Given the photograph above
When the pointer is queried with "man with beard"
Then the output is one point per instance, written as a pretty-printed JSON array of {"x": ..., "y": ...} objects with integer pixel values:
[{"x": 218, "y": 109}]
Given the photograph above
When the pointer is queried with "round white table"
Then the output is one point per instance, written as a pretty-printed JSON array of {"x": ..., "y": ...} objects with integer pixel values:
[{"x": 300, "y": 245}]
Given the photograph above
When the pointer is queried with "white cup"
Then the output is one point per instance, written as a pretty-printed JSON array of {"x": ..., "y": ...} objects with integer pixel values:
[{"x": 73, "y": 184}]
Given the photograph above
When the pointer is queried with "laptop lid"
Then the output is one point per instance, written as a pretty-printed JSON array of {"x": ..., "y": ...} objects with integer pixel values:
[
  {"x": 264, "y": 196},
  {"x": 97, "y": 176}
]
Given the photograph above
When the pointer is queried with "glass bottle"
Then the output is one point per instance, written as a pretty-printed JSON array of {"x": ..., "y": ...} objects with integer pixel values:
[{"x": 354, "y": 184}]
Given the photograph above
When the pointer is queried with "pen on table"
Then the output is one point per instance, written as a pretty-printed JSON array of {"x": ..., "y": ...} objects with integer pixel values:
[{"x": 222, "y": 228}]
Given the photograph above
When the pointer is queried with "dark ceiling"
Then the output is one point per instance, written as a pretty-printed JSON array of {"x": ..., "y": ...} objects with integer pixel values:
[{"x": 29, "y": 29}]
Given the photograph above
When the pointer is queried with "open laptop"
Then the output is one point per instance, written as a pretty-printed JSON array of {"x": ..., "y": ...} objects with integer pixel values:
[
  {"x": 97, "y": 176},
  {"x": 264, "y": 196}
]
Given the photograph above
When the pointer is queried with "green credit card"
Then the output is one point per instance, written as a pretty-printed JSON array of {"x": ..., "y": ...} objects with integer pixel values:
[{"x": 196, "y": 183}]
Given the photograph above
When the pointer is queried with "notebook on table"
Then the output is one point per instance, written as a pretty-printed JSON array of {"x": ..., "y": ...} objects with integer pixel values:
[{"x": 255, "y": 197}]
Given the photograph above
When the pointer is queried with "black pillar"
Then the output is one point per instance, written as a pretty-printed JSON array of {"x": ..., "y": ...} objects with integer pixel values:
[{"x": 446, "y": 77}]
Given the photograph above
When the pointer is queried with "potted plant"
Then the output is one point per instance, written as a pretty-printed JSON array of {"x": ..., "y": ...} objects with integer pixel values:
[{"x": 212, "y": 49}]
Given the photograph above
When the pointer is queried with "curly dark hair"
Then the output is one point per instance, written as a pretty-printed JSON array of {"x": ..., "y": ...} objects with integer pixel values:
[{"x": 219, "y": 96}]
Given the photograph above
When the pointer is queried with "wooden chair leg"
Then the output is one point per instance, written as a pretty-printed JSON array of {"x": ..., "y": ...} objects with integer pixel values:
***
■ **Directions for this task**:
Scan the data for lines containing "laptop" and copy all of them.

■ **Task answer**:
When the pointer is queried with "laptop lid"
When the pointer is queried with "open laptop"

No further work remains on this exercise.